[DATA LISTING — start]
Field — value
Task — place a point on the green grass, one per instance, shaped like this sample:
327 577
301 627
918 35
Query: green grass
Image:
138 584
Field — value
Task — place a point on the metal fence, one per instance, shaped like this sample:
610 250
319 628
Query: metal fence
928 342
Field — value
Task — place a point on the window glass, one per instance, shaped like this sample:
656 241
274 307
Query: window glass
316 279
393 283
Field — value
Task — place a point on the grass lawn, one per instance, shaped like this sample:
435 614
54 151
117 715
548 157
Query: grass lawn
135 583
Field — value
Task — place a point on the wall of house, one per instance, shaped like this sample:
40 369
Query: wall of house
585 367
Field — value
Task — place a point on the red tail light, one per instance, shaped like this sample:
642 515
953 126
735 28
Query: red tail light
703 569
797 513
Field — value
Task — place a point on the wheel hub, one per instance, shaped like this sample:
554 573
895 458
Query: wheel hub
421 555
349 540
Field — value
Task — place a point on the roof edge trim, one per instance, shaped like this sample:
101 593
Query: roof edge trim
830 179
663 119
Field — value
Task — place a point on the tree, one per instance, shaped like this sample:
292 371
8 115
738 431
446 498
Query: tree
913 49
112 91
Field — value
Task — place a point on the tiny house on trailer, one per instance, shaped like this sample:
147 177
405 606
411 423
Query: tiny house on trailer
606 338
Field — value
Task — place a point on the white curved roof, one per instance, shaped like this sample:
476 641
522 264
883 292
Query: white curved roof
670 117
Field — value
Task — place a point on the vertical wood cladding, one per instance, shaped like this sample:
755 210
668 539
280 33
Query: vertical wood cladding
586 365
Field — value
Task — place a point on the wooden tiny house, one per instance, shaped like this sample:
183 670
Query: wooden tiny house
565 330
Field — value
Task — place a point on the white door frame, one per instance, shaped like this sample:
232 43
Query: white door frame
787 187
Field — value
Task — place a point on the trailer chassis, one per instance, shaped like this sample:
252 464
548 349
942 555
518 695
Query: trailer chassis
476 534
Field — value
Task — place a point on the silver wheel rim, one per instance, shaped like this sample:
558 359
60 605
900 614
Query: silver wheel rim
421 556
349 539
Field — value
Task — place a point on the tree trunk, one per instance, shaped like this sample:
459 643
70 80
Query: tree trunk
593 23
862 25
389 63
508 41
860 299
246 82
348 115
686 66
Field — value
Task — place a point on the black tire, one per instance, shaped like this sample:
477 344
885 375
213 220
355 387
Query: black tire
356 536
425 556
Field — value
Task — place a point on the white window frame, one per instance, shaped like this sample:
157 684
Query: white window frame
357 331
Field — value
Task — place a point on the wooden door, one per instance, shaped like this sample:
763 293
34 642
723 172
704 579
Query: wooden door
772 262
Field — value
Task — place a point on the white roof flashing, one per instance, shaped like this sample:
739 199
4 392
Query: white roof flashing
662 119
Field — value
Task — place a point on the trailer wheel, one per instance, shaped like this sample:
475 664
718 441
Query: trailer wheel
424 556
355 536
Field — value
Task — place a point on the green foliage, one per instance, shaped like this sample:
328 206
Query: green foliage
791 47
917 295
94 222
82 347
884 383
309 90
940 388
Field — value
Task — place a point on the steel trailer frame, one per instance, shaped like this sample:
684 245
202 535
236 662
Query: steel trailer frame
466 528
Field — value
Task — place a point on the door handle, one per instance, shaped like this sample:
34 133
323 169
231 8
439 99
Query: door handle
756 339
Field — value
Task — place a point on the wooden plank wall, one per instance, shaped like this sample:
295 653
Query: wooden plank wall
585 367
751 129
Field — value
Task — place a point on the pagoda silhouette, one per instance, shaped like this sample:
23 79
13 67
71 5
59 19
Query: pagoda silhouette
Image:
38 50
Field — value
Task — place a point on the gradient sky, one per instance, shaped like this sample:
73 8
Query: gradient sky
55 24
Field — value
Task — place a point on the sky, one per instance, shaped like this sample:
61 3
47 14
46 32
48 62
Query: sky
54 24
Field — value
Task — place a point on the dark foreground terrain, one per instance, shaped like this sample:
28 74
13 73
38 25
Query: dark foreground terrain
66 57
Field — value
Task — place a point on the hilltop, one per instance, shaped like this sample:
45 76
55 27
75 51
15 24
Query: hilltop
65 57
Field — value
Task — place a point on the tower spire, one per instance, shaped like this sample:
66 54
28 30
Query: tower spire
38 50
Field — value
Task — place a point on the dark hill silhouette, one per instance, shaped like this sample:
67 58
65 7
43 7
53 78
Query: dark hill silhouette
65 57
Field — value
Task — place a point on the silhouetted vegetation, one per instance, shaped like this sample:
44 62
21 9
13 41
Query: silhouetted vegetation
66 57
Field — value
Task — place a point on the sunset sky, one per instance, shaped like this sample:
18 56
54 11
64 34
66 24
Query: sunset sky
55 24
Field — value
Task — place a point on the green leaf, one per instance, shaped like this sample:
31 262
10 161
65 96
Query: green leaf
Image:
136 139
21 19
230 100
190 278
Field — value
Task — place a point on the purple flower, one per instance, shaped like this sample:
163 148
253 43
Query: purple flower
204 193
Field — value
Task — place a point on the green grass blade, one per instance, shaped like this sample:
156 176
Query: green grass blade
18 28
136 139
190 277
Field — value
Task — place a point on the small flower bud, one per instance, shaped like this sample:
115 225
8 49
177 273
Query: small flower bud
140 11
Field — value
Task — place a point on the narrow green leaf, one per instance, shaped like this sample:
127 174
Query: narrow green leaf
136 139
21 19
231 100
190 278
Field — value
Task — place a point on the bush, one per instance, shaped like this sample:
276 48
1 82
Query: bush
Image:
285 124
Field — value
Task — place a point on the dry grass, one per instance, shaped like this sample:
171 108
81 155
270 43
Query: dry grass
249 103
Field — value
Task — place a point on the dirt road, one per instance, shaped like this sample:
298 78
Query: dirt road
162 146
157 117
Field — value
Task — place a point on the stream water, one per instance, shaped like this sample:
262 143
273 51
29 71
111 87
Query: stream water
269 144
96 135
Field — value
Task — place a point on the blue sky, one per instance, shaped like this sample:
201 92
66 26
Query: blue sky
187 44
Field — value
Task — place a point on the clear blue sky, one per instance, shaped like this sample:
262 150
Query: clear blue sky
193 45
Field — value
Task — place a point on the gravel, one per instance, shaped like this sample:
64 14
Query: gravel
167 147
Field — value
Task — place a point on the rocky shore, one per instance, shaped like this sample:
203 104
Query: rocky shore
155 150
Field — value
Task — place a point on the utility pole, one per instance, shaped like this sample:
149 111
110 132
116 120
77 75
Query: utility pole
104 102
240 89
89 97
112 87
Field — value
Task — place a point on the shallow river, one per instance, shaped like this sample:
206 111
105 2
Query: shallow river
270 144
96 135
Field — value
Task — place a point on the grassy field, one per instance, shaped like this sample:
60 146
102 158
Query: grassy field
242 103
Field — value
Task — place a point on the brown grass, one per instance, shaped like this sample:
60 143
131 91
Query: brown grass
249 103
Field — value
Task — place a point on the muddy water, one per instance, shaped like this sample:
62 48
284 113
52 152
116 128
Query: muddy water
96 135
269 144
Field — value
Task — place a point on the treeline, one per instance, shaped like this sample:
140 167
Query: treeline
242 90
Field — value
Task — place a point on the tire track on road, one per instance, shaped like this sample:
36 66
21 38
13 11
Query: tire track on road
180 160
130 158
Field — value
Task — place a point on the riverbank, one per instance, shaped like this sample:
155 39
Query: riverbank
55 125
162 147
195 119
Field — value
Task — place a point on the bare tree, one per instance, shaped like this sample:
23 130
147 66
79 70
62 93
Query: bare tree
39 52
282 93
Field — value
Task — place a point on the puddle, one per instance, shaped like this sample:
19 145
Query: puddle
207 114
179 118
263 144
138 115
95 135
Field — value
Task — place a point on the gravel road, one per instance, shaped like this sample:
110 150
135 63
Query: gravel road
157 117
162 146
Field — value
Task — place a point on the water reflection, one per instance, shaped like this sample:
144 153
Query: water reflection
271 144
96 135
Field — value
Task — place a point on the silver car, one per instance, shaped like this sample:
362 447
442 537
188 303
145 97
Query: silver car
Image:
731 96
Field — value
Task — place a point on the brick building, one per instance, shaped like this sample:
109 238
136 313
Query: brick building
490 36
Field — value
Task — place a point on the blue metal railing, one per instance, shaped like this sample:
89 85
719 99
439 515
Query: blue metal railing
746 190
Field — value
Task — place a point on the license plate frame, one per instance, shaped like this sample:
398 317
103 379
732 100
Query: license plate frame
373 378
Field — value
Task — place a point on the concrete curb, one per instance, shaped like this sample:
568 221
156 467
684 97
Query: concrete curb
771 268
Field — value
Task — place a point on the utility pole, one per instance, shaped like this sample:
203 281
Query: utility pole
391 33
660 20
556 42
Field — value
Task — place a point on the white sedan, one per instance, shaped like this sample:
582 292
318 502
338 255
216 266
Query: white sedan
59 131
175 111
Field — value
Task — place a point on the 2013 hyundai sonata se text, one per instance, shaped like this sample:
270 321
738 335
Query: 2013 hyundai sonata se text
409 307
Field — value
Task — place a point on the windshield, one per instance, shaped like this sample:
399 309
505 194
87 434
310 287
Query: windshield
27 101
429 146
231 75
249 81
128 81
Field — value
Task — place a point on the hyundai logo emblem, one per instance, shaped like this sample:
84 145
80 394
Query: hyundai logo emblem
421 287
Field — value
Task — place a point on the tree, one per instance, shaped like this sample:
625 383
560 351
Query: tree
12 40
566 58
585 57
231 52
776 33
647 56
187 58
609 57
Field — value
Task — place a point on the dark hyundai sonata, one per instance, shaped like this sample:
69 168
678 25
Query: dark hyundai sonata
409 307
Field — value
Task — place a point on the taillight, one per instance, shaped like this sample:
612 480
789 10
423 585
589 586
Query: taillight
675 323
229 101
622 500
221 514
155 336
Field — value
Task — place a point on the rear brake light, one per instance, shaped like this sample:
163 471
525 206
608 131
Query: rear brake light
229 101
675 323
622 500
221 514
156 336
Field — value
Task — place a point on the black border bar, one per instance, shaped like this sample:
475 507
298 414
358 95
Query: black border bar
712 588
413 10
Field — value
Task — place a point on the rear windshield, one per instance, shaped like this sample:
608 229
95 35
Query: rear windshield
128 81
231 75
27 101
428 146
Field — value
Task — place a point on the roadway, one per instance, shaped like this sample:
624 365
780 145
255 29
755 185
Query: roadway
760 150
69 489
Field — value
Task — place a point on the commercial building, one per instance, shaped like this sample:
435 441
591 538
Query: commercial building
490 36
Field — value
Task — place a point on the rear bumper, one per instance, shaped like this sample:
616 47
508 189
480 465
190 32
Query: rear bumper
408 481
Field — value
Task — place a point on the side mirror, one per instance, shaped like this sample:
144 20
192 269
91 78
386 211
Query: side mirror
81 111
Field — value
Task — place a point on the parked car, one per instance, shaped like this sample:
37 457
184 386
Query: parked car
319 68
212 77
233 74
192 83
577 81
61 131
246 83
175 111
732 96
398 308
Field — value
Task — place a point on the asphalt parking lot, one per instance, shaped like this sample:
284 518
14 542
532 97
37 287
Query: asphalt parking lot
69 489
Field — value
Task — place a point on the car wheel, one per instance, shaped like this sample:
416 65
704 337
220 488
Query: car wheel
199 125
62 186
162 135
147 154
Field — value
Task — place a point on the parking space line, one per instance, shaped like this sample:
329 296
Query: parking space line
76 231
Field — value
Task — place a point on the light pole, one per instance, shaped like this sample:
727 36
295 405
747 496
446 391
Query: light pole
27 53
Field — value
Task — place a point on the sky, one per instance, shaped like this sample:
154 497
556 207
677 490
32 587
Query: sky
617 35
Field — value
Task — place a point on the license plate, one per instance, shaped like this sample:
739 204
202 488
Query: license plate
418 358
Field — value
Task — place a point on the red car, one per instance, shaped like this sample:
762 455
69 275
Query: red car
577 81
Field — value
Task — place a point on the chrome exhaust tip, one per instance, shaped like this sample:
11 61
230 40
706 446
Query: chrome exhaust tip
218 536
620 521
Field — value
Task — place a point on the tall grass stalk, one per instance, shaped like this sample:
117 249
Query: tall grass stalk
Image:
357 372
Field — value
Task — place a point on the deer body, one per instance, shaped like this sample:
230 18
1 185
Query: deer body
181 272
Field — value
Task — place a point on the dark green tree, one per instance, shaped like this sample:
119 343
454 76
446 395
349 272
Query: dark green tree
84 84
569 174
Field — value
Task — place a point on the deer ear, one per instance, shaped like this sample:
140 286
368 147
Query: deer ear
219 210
[DATA LISTING — finish]
EXERCISE => Filter the data above, keeping only lines that include the string "tall".

EXERCISE ANSWER =>
Task — place a point on the tall grass stalk, one per instance, shaped like this sample:
Query: tall grass stalk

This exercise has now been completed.